With more families using continuous glucose monitoring, many people are asking what they can do to reduce the rise in glucose levels after meals.
It is normal for glucose levels to rise somewhat after a meal. However, if glucose levels consistently rise to more than 10mmol/l, Children’s Diabetes Centre dietitian Barbara Keating recommends trying the following:
Choose carbohydrate foods with a lower glycaemic index: Glycaemic index (GI) is a measure of how quickly foods that contain carbohydrate are digested or broken down into sugars and absorbed into the blood. Low GI foods have a lower, slower effect on blood glucose levels and high GI foods have a faster and higher effect on blood glucose levels. Swapping foods that have a high GI such as white bread or rice bubbles for foods with a low GI such as porridge or a banana smoothie will help to reduce the glucose spikes after meals.
Eat carbohydrate foods combined with other foods: The carbohydrate from food will be digested and absorbed more slowly when it is eaten in a meal with other foods. Many foods, including vegetables, legumes, nuts, milk, olive oil and vinegar have been shown to reduce the rise in glucose levels after a meal.
Change the timing of the insulin delivery: If there are some meals where you consistently see a sharp rise in glucose levels, try giving the insulin 15 to 20 minutes before you start eating. This will allow the peak in insulin action to occur at the same time as the glucose peak and lead to better control of the glucose level.

_SOURCE DATA_.
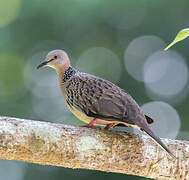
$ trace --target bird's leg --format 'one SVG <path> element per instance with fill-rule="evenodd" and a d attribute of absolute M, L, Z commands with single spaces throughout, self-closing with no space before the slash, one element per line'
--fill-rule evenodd
<path fill-rule="evenodd" d="M 109 124 L 107 124 L 107 125 L 105 126 L 104 129 L 108 130 L 108 129 L 110 129 L 111 127 L 113 127 L 114 125 L 115 125 L 115 123 L 109 123 Z"/>
<path fill-rule="evenodd" d="M 94 127 L 94 124 L 96 123 L 97 120 L 98 120 L 97 118 L 94 118 L 89 124 L 80 127 Z"/>

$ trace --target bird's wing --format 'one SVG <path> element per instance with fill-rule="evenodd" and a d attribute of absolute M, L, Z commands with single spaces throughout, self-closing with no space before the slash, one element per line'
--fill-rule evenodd
<path fill-rule="evenodd" d="M 72 76 L 65 89 L 69 105 L 87 116 L 110 121 L 126 118 L 127 107 L 134 101 L 113 83 L 86 73 Z"/>

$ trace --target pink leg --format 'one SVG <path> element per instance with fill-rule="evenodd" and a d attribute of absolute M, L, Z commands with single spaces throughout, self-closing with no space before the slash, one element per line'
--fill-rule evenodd
<path fill-rule="evenodd" d="M 114 125 L 115 125 L 115 123 L 109 123 L 109 124 L 107 124 L 107 125 L 105 126 L 104 129 L 108 130 L 108 129 L 110 129 L 111 127 L 113 127 Z"/>
<path fill-rule="evenodd" d="M 80 127 L 93 127 L 97 120 L 97 118 L 94 118 L 89 124 Z"/>

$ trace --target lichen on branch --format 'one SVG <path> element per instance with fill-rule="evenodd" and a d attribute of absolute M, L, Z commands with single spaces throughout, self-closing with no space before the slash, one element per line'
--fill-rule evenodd
<path fill-rule="evenodd" d="M 155 179 L 189 179 L 189 142 L 162 140 L 178 159 L 146 135 L 0 117 L 1 159 Z"/>

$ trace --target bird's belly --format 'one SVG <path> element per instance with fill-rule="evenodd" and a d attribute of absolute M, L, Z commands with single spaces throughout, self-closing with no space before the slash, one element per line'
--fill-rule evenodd
<path fill-rule="evenodd" d="M 90 123 L 94 119 L 94 117 L 89 117 L 89 116 L 85 115 L 84 113 L 78 111 L 74 107 L 71 107 L 68 105 L 68 108 L 79 120 L 81 120 L 87 124 Z M 106 126 L 107 124 L 112 123 L 112 122 L 113 121 L 110 122 L 108 120 L 106 121 L 106 120 L 102 120 L 102 119 L 97 119 L 95 125 Z"/>

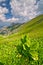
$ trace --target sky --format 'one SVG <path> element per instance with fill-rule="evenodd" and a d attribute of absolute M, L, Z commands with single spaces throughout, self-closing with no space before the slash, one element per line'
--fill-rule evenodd
<path fill-rule="evenodd" d="M 43 0 L 0 0 L 0 22 L 26 22 L 43 14 Z"/>

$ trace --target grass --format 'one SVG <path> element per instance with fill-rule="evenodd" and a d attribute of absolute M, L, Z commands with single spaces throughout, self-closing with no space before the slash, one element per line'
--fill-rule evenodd
<path fill-rule="evenodd" d="M 43 15 L 17 33 L 0 35 L 0 65 L 43 65 Z"/>

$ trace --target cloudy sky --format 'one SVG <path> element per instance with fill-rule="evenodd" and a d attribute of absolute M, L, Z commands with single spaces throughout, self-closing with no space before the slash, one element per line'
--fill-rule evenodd
<path fill-rule="evenodd" d="M 43 0 L 0 0 L 1 22 L 26 22 L 43 14 Z"/>

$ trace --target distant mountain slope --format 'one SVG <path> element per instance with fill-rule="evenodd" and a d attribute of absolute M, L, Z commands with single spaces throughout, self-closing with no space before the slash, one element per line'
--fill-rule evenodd
<path fill-rule="evenodd" d="M 9 34 L 29 34 L 30 37 L 39 37 L 43 36 L 43 15 L 39 15 L 33 18 L 31 21 L 28 21 L 23 24 L 12 24 L 11 26 L 5 27 L 2 29 L 1 33 Z M 13 35 L 11 34 L 11 35 Z"/>
<path fill-rule="evenodd" d="M 22 23 L 23 24 L 23 23 Z M 3 26 L 0 29 L 0 34 L 11 34 L 17 32 L 17 28 L 22 25 L 21 23 L 11 23 L 9 26 Z"/>
<path fill-rule="evenodd" d="M 43 35 L 43 15 L 39 15 L 36 18 L 28 21 L 20 26 L 18 33 L 29 33 L 29 36 L 42 36 Z"/>

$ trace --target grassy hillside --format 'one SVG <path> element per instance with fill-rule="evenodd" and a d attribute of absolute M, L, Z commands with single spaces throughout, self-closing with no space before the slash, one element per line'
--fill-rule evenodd
<path fill-rule="evenodd" d="M 43 65 L 43 15 L 0 35 L 0 65 Z"/>
<path fill-rule="evenodd" d="M 42 36 L 43 35 L 43 15 L 37 16 L 36 18 L 28 21 L 19 27 L 20 34 L 29 33 L 29 36 Z"/>

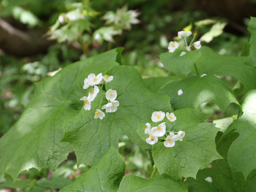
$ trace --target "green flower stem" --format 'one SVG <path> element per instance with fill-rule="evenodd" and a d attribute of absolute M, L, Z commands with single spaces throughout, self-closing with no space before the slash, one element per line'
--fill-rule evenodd
<path fill-rule="evenodd" d="M 200 75 L 199 75 L 198 71 L 197 70 L 197 68 L 196 67 L 196 63 L 194 63 L 194 66 L 195 66 L 195 69 L 196 69 L 196 74 L 197 75 L 197 76 L 198 77 L 200 77 Z"/>
<path fill-rule="evenodd" d="M 155 167 L 154 167 L 153 171 L 152 171 L 152 172 L 151 173 L 150 177 L 149 178 L 149 179 L 152 178 L 154 177 L 154 175 L 155 175 L 155 174 L 156 174 L 156 172 L 157 170 L 157 168 L 155 165 Z"/>
<path fill-rule="evenodd" d="M 184 41 L 184 43 L 185 43 L 186 46 L 187 47 L 188 46 L 188 43 L 187 43 L 187 40 L 186 40 L 186 37 L 183 37 L 183 40 Z"/>
<path fill-rule="evenodd" d="M 189 46 L 190 46 L 192 45 L 192 43 L 194 42 L 194 40 L 195 40 L 195 38 L 196 37 L 196 34 L 194 35 L 193 38 L 192 39 L 192 41 L 191 41 L 190 43 L 189 44 Z"/>
<path fill-rule="evenodd" d="M 103 99 L 103 96 L 101 97 L 101 99 L 100 99 L 100 105 L 99 105 L 99 108 L 98 108 L 99 109 L 100 109 L 100 105 L 101 105 L 101 102 L 102 102 L 102 99 Z"/>

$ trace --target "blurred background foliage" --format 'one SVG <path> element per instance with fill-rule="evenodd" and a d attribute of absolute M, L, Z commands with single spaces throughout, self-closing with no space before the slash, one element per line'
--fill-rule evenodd
<path fill-rule="evenodd" d="M 28 104 L 34 83 L 108 50 L 124 47 L 123 64 L 135 67 L 143 77 L 169 75 L 158 55 L 185 27 L 196 31 L 203 45 L 219 54 L 239 55 L 249 38 L 247 24 L 250 16 L 255 16 L 255 6 L 252 0 L 0 1 L 0 137 Z M 241 96 L 242 85 L 231 77 L 223 80 Z M 214 103 L 201 107 L 209 121 L 237 114 L 232 105 L 225 114 Z M 119 147 L 127 174 L 150 174 L 148 151 L 125 137 Z M 21 174 L 20 183 L 2 177 L 0 183 L 5 184 L 0 187 L 25 189 L 36 179 L 34 191 L 57 190 L 88 169 L 85 165 L 76 167 L 74 154 L 68 159 L 53 173 L 32 169 Z M 47 178 L 55 180 L 50 183 Z"/>

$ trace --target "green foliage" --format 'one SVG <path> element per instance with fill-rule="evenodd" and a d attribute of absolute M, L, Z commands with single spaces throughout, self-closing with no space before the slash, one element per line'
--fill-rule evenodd
<path fill-rule="evenodd" d="M 177 93 L 180 89 L 183 93 L 178 95 Z M 172 106 L 176 109 L 198 109 L 202 103 L 206 101 L 214 102 L 222 112 L 231 102 L 239 105 L 231 89 L 213 75 L 206 75 L 202 78 L 189 76 L 173 81 L 161 87 L 158 92 L 169 95 L 171 98 Z"/>
<path fill-rule="evenodd" d="M 36 84 L 34 95 L 22 115 L 1 138 L 1 173 L 4 171 L 15 179 L 21 171 L 31 167 L 55 169 L 67 158 L 72 149 L 68 143 L 60 142 L 62 125 L 82 107 L 79 98 L 84 94 L 80 88 L 86 76 L 84 71 L 107 71 L 118 65 L 115 61 L 120 51 L 113 50 L 70 65 Z"/>
<path fill-rule="evenodd" d="M 125 175 L 120 183 L 119 192 L 180 191 L 187 190 L 181 182 L 174 181 L 165 174 L 147 179 L 133 175 Z"/>
<path fill-rule="evenodd" d="M 110 148 L 97 164 L 61 191 L 116 191 L 125 168 L 121 156 Z"/>
<path fill-rule="evenodd" d="M 98 67 L 95 64 L 94 66 Z M 71 144 L 78 164 L 85 162 L 92 165 L 97 162 L 110 146 L 117 148 L 122 133 L 135 143 L 149 148 L 150 146 L 138 135 L 138 125 L 148 121 L 154 111 L 172 110 L 170 98 L 154 93 L 145 86 L 140 75 L 134 68 L 116 66 L 107 74 L 114 76 L 114 80 L 106 86 L 107 90 L 111 89 L 118 93 L 116 99 L 120 106 L 117 111 L 106 114 L 102 120 L 99 120 L 93 119 L 92 112 L 85 111 L 82 108 L 76 116 L 64 123 L 63 141 Z M 143 97 L 138 97 L 138 95 Z M 98 108 L 99 100 L 98 102 L 95 102 L 97 104 L 92 104 L 92 111 Z"/>
<path fill-rule="evenodd" d="M 172 148 L 166 148 L 161 142 L 154 145 L 154 161 L 161 174 L 166 173 L 173 179 L 195 178 L 201 167 L 221 158 L 215 144 L 218 130 L 213 124 L 203 123 L 204 116 L 195 110 L 180 109 L 174 113 L 177 119 L 171 131 L 182 130 L 186 134 Z"/>
<path fill-rule="evenodd" d="M 255 134 L 256 127 L 256 90 L 249 91 L 242 99 L 243 114 L 229 126 L 219 145 L 230 137 L 233 131 L 239 136 L 230 146 L 227 153 L 228 163 L 234 172 L 241 171 L 245 178 L 253 169 L 256 169 L 254 157 Z M 242 154 L 242 155 L 241 155 Z"/>
<path fill-rule="evenodd" d="M 178 71 L 187 75 L 195 63 L 200 75 L 231 76 L 236 77 L 249 89 L 256 86 L 256 69 L 247 65 L 247 57 L 221 55 L 204 46 L 179 57 L 180 52 L 181 50 L 178 50 L 174 54 L 165 53 L 160 55 L 162 62 L 170 72 Z"/>
<path fill-rule="evenodd" d="M 252 172 L 245 181 L 241 174 L 232 173 L 227 160 L 216 160 L 209 167 L 198 171 L 196 180 L 189 178 L 185 183 L 191 192 L 253 191 L 256 185 L 255 173 L 255 171 Z M 212 182 L 205 180 L 209 177 Z"/>

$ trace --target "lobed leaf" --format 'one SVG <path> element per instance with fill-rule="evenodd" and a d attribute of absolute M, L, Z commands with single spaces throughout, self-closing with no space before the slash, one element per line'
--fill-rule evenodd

_ACTIONS TO TAKE_.
a) Retype the after-meal glucose guidance from "It is normal" to "spikes after meals.".
b) Answer these questions from the after-meal glucose guidance:
(i) Above what glucose level, if reached consistently, does the dietitian recommend the steps?
(ii) Which two low-GI foods are suggested as swaps for high-GI foods?
(iii) How long before eating does the guidance suggest giving insulin for meals with sharp glucose rises?
c) According to the after-meal glucose guidance, why does giving insulin 15 to 20 minutes before a meal help?
The rows play no part in what follows.

_SOLUTIONS FOR EACH TASK_.
a)
It is normal for glucose levels to rise somewhat after a meal. However, if glucose levels consistently rise to more than 10mmol/l, Children’s Diabetes Centre dietitian Barbara Keating recommends trying the following:
Choose carbohydrate foods with a lower glycaemic index: Glycaemic index (GI) is a measure of how quickly foods that contain carbohydrate are digested or broken down into sugars and absorbed into the blood. Low GI foods have a lower, slower effect on blood glucose levels and high GI foods have a faster and higher effect on blood glucose levels. Swapping foods that have a high GI such as white bread or rice bubbles for foods with a low GI such as porridge or a banana smoothie will help to reduce the glucose spikes after meals.

b)
(i) More than 10mmol/l.
(ii) Porridge or a banana smoothie.
(iii) 15 to 20 minutes.

c) Giving insulin earlier makes the peak in insulin action occur at the same time as the glucose peak. This leads to better control of the glucose level.